** Aim of the exercise **
Reproduce the data below word for word, starting at its beginning and stopping after the line that contains "point(124, 77)". Leave the pictures out.

** Material supplied **
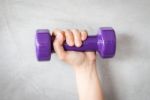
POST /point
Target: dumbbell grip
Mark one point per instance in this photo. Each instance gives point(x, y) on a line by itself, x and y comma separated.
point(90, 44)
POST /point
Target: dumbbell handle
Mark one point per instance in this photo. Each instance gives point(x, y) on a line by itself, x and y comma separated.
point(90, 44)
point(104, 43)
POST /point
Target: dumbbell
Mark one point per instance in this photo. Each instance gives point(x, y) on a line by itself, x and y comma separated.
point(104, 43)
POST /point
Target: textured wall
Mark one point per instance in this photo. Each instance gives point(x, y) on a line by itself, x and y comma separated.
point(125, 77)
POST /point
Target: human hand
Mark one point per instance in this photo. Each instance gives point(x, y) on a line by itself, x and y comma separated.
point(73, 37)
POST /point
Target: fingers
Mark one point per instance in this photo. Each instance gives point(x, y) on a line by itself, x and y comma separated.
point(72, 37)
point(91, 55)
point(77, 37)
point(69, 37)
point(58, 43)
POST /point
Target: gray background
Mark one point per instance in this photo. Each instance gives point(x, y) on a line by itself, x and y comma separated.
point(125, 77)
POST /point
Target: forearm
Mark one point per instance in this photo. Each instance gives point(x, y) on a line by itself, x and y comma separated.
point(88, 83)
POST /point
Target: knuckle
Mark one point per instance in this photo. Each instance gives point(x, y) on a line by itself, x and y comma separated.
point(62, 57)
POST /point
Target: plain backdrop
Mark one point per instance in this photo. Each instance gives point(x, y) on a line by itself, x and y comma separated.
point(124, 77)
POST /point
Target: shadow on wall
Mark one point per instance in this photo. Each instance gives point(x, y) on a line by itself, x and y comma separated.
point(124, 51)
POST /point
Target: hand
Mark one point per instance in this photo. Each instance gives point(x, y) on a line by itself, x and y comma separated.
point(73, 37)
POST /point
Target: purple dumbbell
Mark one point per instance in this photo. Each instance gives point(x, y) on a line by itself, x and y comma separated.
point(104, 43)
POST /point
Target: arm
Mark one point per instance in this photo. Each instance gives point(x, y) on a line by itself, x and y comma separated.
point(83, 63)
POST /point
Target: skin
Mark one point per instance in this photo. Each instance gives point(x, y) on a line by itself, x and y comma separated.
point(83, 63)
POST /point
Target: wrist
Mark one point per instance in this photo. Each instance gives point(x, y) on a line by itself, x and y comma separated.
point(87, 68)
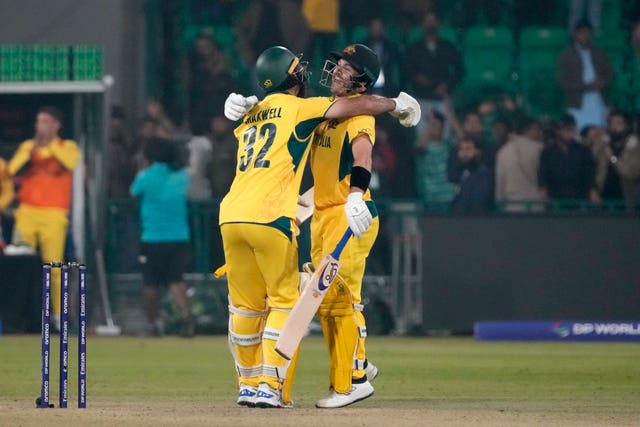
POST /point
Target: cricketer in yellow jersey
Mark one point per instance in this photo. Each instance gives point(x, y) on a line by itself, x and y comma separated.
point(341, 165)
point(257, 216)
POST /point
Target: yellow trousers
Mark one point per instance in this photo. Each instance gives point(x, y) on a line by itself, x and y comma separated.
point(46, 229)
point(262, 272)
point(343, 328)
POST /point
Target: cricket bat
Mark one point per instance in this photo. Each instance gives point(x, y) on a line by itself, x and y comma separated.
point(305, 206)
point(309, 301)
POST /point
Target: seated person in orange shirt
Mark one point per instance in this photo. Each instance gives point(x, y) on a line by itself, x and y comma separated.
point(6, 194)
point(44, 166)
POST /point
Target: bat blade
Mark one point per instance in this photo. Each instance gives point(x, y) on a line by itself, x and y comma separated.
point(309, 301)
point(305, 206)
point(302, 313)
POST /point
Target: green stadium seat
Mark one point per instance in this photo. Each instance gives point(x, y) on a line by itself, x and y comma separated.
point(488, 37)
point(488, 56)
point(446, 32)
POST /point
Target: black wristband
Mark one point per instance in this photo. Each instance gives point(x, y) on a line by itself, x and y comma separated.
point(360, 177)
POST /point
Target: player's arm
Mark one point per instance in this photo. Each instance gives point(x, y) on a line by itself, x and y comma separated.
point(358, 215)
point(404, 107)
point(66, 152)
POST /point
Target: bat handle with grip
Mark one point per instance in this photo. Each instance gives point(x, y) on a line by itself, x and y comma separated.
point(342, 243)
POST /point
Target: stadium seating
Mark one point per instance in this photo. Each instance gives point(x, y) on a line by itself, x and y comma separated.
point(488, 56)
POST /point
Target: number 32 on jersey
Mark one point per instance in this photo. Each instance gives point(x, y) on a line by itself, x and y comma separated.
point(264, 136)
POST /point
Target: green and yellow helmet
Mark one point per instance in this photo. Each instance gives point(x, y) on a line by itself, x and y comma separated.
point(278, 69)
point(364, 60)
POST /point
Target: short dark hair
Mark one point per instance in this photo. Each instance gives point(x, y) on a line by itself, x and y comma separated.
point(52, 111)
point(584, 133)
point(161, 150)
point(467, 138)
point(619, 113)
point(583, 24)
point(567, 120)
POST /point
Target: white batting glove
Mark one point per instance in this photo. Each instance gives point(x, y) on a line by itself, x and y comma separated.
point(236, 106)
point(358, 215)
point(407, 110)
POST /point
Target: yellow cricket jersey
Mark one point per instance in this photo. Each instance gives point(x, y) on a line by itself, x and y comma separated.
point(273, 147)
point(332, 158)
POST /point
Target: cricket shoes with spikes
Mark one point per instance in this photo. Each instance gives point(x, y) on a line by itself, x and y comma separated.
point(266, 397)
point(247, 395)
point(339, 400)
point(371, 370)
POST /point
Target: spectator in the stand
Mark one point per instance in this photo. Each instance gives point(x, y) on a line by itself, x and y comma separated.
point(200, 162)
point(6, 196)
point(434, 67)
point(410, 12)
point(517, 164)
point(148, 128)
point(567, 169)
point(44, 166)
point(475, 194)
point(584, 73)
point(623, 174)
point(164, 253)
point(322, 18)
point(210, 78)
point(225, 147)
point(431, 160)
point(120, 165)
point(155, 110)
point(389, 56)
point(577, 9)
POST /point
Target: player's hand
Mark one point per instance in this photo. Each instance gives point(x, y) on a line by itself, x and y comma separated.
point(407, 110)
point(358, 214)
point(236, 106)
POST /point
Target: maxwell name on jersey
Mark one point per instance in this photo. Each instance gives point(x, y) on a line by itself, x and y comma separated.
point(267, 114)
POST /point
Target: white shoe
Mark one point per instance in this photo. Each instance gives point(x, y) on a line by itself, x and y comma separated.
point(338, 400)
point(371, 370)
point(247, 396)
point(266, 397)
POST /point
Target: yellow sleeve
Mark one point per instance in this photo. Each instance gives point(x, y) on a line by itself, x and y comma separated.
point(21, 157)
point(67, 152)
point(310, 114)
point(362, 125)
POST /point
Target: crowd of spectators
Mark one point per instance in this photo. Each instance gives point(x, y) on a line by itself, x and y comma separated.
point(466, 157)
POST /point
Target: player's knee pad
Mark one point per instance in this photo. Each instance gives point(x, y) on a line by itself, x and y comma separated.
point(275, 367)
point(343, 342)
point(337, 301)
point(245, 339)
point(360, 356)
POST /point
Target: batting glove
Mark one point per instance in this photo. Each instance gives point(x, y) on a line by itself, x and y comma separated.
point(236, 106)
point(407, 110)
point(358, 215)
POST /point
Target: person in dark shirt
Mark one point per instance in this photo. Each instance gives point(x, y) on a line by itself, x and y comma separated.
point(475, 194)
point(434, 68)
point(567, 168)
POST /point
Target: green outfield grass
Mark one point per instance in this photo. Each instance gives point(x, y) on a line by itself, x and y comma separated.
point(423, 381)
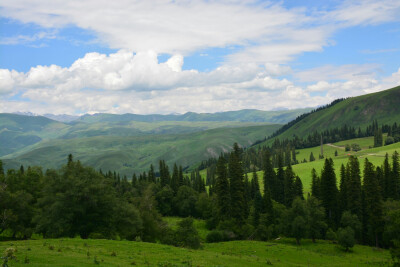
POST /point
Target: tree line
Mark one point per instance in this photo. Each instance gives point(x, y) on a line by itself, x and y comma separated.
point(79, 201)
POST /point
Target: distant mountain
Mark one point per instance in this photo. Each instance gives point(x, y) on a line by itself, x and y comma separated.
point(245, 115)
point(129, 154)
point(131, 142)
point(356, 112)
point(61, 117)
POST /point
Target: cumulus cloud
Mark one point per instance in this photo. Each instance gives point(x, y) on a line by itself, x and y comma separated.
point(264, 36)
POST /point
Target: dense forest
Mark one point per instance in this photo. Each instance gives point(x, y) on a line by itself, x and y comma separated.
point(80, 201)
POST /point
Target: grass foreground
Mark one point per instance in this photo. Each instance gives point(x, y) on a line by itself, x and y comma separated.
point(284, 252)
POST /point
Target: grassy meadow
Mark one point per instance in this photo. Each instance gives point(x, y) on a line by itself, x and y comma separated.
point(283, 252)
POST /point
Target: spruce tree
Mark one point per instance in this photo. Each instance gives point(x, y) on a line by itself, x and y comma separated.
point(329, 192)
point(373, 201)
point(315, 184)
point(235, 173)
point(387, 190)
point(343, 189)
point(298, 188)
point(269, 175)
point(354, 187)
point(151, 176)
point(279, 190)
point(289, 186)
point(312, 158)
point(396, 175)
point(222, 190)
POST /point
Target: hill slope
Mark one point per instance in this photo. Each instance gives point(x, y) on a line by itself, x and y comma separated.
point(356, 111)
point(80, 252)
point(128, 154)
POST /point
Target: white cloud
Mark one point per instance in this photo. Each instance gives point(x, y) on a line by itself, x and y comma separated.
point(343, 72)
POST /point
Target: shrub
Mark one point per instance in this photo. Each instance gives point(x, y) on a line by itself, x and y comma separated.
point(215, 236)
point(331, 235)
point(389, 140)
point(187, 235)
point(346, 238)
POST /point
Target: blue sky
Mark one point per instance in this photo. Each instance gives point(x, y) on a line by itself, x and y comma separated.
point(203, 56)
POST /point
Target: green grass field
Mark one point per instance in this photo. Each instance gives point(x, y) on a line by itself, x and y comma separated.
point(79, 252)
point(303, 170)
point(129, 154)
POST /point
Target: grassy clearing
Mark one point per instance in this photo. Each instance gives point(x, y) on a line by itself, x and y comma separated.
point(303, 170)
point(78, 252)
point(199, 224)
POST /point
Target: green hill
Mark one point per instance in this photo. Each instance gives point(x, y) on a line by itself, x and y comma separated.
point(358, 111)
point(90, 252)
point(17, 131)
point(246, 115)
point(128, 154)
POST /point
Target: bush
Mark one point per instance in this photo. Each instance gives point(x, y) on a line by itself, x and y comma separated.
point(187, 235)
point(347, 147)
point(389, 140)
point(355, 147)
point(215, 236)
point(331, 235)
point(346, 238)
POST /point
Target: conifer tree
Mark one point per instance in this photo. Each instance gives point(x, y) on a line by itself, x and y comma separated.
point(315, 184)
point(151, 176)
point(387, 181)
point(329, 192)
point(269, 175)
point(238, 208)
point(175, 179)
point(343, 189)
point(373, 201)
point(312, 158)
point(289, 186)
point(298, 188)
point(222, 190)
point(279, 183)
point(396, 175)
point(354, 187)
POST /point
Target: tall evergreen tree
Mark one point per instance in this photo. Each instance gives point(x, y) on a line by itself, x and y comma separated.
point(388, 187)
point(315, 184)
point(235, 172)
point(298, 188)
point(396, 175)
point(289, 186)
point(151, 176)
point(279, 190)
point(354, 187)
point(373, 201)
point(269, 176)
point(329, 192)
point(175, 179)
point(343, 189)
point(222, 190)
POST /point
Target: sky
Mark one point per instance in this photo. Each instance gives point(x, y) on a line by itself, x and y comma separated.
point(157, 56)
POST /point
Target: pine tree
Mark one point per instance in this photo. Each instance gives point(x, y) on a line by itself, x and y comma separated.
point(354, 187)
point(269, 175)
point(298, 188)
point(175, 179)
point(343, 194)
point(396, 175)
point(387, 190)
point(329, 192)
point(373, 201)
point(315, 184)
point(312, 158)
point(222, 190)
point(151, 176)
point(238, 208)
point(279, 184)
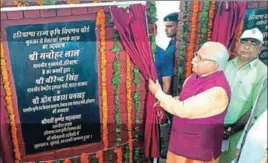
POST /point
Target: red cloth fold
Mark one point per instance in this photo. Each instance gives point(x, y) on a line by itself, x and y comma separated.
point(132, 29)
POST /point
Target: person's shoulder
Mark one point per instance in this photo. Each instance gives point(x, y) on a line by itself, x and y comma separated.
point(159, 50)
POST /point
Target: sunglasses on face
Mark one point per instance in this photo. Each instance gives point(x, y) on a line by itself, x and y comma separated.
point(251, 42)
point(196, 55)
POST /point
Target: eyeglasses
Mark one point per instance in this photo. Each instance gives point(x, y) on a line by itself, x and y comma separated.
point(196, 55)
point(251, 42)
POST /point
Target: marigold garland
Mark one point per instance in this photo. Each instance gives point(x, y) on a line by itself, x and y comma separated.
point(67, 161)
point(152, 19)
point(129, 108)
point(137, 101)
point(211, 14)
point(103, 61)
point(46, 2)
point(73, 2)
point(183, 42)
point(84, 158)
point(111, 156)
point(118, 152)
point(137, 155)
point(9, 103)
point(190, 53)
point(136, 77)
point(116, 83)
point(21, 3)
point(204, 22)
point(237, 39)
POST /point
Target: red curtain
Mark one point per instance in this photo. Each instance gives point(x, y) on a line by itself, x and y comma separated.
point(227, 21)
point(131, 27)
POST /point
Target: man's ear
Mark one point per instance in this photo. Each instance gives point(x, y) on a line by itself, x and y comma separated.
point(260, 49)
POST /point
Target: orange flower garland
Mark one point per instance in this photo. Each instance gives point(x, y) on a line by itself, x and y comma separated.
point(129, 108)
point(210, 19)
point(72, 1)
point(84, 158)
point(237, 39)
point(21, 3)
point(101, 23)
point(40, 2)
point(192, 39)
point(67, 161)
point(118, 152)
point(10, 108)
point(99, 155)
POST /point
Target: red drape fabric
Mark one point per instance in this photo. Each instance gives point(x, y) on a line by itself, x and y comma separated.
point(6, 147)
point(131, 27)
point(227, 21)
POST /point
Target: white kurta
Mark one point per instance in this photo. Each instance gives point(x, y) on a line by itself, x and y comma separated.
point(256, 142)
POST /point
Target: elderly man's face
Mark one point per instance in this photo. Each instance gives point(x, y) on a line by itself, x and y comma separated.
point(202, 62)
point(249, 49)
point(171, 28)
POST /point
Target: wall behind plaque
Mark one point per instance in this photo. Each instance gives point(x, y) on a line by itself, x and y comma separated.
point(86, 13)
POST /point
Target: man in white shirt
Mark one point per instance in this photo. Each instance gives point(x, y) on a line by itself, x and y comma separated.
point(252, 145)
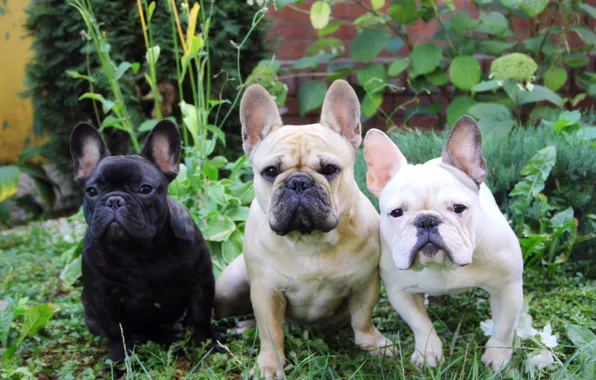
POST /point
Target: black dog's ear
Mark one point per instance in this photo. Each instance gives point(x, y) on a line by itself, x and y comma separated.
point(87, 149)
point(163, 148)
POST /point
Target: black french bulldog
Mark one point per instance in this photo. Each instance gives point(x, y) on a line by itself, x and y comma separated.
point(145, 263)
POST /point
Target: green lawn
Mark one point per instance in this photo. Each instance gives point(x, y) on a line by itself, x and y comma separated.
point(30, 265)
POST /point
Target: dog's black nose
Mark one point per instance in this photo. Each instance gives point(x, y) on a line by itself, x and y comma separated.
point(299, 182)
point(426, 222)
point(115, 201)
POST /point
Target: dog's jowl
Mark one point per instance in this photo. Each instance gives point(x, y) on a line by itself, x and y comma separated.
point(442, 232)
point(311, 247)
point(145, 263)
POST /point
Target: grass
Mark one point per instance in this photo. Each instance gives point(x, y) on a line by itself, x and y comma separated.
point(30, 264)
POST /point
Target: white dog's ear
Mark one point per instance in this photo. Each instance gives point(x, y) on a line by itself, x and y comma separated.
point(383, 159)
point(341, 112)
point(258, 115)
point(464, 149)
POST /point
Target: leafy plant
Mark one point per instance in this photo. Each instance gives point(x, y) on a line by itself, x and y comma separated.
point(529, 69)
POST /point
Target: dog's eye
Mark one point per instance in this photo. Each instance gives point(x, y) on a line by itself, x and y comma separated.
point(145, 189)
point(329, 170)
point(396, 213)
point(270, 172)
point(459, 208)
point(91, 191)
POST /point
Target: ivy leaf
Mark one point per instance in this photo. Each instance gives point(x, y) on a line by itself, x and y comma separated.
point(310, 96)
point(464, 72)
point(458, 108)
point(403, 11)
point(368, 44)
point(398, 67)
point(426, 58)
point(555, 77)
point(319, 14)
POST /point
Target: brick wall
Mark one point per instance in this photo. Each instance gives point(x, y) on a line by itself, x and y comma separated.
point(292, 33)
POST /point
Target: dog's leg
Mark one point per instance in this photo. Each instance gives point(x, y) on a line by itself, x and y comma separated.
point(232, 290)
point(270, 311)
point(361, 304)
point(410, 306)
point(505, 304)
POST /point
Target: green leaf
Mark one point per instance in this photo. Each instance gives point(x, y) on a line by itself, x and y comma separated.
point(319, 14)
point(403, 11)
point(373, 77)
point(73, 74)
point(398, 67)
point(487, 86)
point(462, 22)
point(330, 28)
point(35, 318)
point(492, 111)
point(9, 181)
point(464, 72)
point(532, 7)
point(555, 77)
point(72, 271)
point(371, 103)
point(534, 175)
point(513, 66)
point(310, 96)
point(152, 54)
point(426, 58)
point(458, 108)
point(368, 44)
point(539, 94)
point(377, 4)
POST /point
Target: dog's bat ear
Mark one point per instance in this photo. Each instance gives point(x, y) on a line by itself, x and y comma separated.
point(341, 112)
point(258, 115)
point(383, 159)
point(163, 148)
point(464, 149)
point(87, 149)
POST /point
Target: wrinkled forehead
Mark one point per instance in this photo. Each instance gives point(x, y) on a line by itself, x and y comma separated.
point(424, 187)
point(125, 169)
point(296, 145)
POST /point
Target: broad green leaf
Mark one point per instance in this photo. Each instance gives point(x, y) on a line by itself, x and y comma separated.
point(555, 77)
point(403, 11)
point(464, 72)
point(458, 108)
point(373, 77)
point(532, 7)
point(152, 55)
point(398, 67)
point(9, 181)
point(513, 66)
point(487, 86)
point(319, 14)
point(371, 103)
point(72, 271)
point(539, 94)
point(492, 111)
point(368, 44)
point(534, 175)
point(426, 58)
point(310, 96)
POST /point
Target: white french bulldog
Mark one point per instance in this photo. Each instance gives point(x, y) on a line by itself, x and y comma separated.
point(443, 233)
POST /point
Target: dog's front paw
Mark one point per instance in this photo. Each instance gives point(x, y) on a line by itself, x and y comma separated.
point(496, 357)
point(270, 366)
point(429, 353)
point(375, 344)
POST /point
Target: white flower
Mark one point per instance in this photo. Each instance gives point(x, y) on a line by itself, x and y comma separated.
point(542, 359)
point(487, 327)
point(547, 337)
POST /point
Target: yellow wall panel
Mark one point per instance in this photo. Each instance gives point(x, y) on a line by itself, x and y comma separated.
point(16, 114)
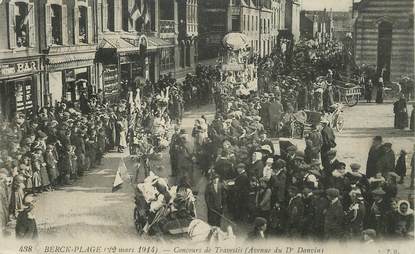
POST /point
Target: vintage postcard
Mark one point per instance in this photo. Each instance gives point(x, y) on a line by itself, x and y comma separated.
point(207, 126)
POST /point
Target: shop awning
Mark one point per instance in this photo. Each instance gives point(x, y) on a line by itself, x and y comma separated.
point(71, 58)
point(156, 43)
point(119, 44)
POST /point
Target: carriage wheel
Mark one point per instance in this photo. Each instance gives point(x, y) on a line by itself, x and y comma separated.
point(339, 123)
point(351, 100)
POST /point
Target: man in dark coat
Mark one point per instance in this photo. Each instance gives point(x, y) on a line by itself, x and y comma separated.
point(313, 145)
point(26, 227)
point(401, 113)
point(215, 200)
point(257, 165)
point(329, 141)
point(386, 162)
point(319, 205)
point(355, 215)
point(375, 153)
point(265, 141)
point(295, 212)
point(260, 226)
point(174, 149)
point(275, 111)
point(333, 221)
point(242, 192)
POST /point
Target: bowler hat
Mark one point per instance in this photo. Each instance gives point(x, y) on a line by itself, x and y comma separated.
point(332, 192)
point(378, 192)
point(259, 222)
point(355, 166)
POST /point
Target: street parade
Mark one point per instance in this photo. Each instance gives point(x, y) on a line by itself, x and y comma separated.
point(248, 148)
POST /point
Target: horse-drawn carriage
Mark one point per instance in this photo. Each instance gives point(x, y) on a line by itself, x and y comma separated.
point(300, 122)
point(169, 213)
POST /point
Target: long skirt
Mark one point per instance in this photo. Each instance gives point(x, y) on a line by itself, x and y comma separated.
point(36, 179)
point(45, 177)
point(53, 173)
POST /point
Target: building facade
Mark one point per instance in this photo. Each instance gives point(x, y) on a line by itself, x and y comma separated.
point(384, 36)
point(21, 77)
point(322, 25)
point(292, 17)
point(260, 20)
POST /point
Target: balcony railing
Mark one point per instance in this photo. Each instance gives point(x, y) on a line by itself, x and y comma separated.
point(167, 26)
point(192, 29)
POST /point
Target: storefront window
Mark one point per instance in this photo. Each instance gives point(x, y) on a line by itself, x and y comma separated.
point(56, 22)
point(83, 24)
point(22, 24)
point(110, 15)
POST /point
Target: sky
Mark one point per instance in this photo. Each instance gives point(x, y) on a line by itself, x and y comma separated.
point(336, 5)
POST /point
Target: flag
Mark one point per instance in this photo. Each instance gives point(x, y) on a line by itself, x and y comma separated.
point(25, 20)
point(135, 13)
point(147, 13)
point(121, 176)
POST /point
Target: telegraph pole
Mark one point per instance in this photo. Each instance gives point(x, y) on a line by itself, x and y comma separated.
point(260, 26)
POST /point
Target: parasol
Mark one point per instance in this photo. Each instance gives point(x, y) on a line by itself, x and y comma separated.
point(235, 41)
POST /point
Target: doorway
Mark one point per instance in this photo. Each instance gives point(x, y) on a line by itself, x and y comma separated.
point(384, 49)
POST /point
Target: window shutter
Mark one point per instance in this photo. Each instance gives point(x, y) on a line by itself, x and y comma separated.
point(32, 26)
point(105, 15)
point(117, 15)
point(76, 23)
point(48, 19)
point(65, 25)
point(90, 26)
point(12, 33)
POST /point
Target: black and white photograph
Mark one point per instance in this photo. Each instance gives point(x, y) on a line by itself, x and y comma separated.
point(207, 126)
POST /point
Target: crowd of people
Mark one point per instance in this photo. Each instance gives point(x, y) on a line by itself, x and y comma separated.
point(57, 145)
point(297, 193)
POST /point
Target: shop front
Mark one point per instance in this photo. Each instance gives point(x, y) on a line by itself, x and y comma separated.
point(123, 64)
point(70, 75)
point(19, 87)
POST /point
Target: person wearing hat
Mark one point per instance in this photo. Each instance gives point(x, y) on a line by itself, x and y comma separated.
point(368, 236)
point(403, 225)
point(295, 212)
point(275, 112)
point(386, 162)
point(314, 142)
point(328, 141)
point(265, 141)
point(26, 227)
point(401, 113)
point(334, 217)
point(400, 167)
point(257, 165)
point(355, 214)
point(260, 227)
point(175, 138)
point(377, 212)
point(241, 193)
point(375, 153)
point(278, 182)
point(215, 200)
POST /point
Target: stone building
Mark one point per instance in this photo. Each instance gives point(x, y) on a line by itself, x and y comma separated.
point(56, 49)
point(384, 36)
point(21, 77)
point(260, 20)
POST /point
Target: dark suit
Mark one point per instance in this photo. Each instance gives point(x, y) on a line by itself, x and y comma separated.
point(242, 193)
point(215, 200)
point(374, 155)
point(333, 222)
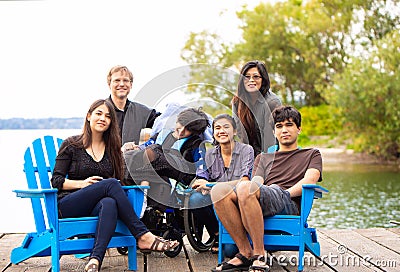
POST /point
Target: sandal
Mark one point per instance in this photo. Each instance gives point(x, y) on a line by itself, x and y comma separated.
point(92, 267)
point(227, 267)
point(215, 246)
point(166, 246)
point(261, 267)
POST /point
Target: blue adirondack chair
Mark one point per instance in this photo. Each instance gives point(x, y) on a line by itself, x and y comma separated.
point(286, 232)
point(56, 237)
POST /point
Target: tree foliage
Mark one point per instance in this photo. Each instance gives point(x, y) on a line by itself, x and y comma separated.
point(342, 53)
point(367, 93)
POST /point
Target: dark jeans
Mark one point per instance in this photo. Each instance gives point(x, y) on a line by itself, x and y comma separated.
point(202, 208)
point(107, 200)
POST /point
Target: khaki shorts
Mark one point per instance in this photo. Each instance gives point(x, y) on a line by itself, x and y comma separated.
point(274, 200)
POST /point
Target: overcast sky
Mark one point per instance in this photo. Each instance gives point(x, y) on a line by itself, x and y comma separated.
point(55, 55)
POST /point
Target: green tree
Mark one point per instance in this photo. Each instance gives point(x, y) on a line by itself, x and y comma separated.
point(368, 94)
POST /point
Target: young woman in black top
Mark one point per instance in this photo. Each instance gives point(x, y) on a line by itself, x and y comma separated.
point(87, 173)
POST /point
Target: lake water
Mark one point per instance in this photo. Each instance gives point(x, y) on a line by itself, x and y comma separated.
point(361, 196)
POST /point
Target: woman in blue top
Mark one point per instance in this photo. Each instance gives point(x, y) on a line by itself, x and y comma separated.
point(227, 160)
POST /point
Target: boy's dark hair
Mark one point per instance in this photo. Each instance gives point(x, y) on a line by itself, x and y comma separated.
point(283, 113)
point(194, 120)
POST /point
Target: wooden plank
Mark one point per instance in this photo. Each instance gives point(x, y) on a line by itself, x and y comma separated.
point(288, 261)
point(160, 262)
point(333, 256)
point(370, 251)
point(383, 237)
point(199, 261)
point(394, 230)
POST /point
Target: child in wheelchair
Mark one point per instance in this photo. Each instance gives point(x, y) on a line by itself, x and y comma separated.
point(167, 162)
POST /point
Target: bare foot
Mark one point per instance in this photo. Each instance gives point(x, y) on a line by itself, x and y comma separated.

** Task solution **
POST /point
Target: dumbbell grip
Mark one point per instance in this photo. Each instance gives point(x, y) on a line by itself, x and y comma separated.
point(90, 44)
POST /point
Target: dumbbell handle
Mark one point per instance in this photo. Each instance gives point(x, y) on a line by itself, x and y comma separated.
point(90, 44)
point(104, 43)
POST /point
Target: dumbbell
Mark one point per instance in this photo. Each instance gives point(x, y) on a line by itself, x and y comma separated.
point(104, 43)
POST /point
Target: textured wall
Mark one point per instance in this photo. Each instance gives point(x, y) on a line by itself, x and y comma separated.
point(125, 77)
POST /point
Target: human hand
Mark one point per instance in this photo. Each instance gives point(x, y) on a line by itself, x and y comma separated.
point(73, 37)
POST /point
Target: fingers
Mark one point per instance in this photo. Each instance gives point(x, y) on a line by itself, x and y comma separated.
point(72, 37)
point(91, 55)
point(77, 37)
point(69, 37)
point(58, 43)
POST /point
Target: gray background
Mark one point per instance in this photo. Each instance gives point(x, y) on a line by itself, x and y comma separated.
point(125, 77)
POST /point
Target: forearm
Mark one point per instance in this photo. Each instance gives point(x, y) on a line by itself, x and y comma separated.
point(88, 83)
POST /point
Target: knuckle
Mark one point per instance in this photo. Each instance gives point(x, y) on a line by itself, x and y comma separated.
point(62, 57)
POST /point
Target: plain backdrop
Mark one point per instance in this photo. Each instance gives point(x, y) on a line by itself, x and y comma separated.
point(124, 77)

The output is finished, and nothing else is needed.